Keine „Maschinenstürmer“-Stimmung

Wie der scheidende Präsident Erich Foglar zuletzt ausführte, ist es jedoch nicht so, dass der ÖGB hier eine „Maschinenstürmer“-Stimmung verbreiten wolle. Ganz im Gegenteil sieht der Gewerkschaftschef in der Digitalisierung „enorme Wachstumschancen“, freilich auch enorme Gefahren. Daher seien die Rahmenbedingungen so zu definieren, dass der mögliche gesellschaftspolitische Fortschritt auch allen zugute komme.

## Daten zur Analyse
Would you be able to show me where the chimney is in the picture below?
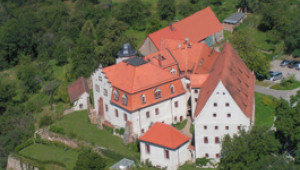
[184,37,189,45]
[157,54,162,67]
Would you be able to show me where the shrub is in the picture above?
[196,157,210,167]
[39,115,53,127]
[50,125,65,135]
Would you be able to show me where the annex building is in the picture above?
[92,7,255,169]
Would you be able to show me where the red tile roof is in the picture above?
[139,122,190,149]
[68,77,90,103]
[194,42,255,120]
[148,7,223,50]
[102,62,185,111]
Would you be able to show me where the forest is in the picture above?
[0,0,300,169]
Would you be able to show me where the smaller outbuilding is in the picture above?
[223,12,246,32]
[109,158,134,170]
[68,77,90,110]
[139,122,191,170]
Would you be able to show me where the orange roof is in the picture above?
[102,58,185,111]
[139,122,190,149]
[190,74,209,88]
[148,7,223,50]
[194,42,255,119]
[68,77,90,103]
[170,43,219,74]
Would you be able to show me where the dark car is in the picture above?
[288,61,299,68]
[280,60,292,67]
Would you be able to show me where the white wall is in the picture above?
[195,81,250,158]
[73,92,90,110]
[140,141,191,170]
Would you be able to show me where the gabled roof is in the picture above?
[223,12,246,24]
[194,42,255,119]
[68,77,89,103]
[102,58,178,93]
[139,122,190,149]
[148,7,223,50]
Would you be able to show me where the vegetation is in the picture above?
[172,120,187,130]
[255,93,277,128]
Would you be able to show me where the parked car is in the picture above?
[267,71,282,81]
[280,60,292,67]
[288,61,299,68]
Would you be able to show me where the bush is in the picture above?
[196,157,210,167]
[115,128,125,135]
[50,126,65,135]
[39,115,53,127]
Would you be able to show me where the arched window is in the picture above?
[122,94,128,106]
[154,89,161,99]
[170,84,175,94]
[114,90,119,101]
[141,94,146,104]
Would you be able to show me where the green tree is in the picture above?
[219,126,279,170]
[74,151,106,170]
[157,0,176,20]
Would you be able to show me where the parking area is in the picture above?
[271,60,300,81]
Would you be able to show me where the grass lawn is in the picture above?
[271,81,300,90]
[54,111,139,160]
[172,119,187,130]
[255,92,277,127]
[19,144,78,169]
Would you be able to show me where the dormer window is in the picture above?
[154,89,161,99]
[170,84,175,94]
[122,94,128,106]
[141,94,146,104]
[114,90,119,101]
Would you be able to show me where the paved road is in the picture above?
[255,85,300,101]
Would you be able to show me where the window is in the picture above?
[154,89,161,99]
[155,108,159,115]
[105,104,108,112]
[164,150,169,159]
[124,113,127,122]
[115,109,119,117]
[146,144,150,153]
[170,84,175,94]
[103,89,108,96]
[174,101,178,108]
[114,90,119,101]
[122,94,128,106]
[204,137,208,143]
[205,153,209,158]
[95,84,100,92]
[141,94,146,104]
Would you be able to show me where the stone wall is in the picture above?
[6,155,39,170]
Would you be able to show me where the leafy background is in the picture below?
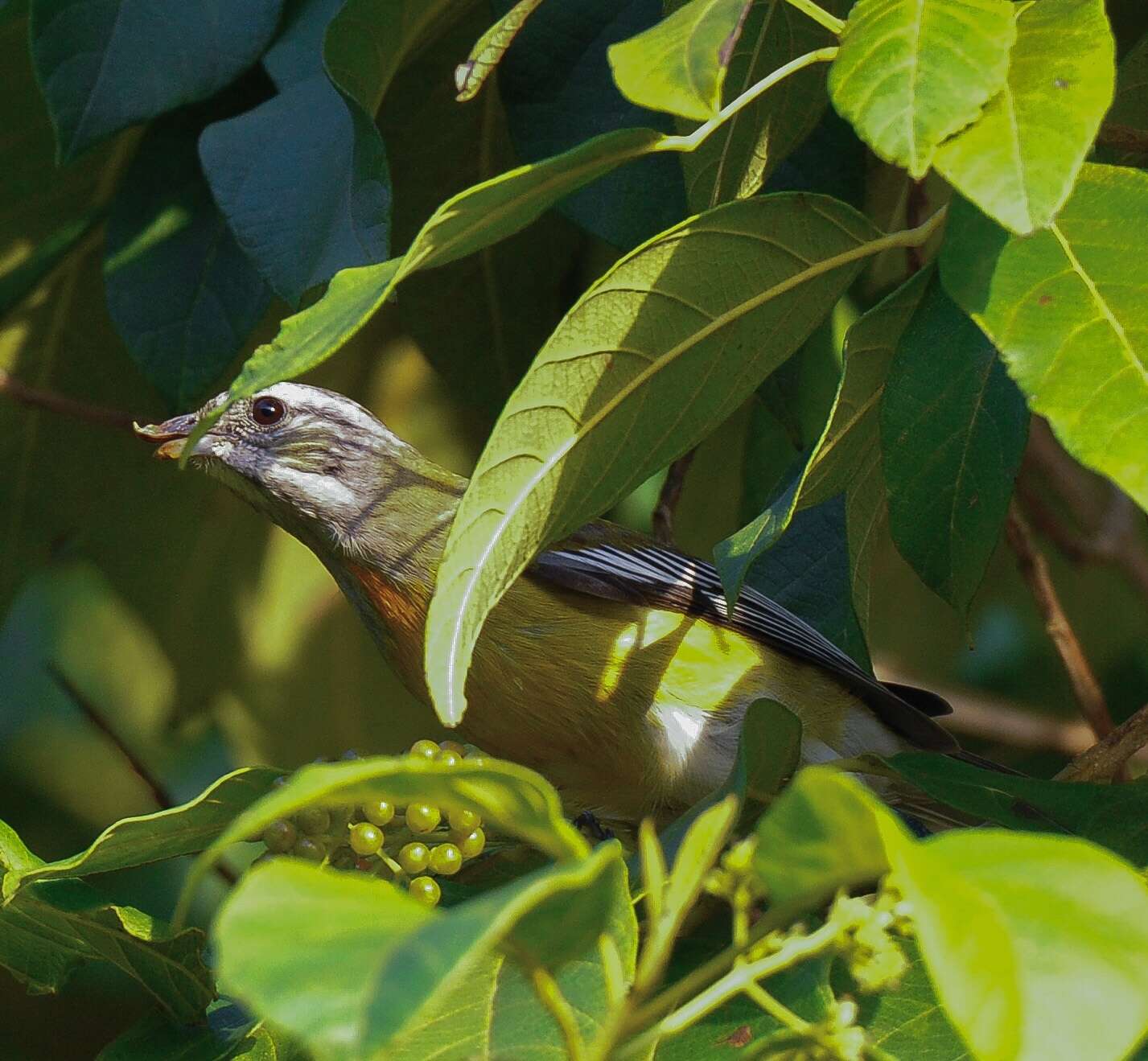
[6,0,1148,1058]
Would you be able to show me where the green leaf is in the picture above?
[755,766,908,906]
[714,265,928,611]
[682,0,849,214]
[31,0,282,161]
[455,0,542,103]
[426,194,906,723]
[607,0,750,121]
[885,752,1148,866]
[103,104,271,409]
[891,829,1148,1061]
[1107,30,1148,131]
[492,0,686,250]
[175,755,586,921]
[323,0,466,116]
[936,0,1115,234]
[849,937,969,1061]
[829,0,1016,178]
[3,766,282,899]
[881,277,1029,615]
[0,822,215,1023]
[215,843,629,1056]
[941,166,1148,507]
[200,5,392,304]
[95,999,304,1061]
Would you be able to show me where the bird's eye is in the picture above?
[252,395,287,427]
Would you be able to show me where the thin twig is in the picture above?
[1056,704,1148,781]
[653,449,697,545]
[45,661,237,884]
[0,368,132,430]
[1005,500,1113,737]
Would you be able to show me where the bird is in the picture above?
[135,382,963,822]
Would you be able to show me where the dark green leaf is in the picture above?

## Aufgabenstellung
**a)** Nenne alle Verbformen im Konjunktiv I, die im Textausschnitt über den ÖGB und die Digitalisierung vorkommen.
**b)** Was sieht der Gewerkschaftschef laut dem Textausschnitt in der Digitalisierung?
**c)** Führe den Textausschnitt über den ÖGB und die Digitalisierung weiter.

## Lösungen je Aufgabe
**a)** wolle, seien, komme

**b)** Enorme Wachstumschancen, aber auch enorme Gefahren.

**c)**
Als eine der zentralen Zukunftsfragen sieht der ÖGB die Arbeitszeit. Eine Flexibilisierung werde hier nötig sein, gesteht Foglar zu, aber eben auch eine Reduktion. Als Optionen nennt der Leitantrag das leichtere Erreichen der sechsten Urlaubswoche und das Nachholen von Feiertagen, die auf das Wochenende fallen. Auf die Altersteilzeit soll es einen Rechtsanspruch geben, gleiches beim Papamonat, und das mit vollem Lohnausgleich. Für Überstunden sollen die Arbeitgeber einen Euro zahlen, wobei das Geld an das AMS und ins Gesundheitssystem gehen soll.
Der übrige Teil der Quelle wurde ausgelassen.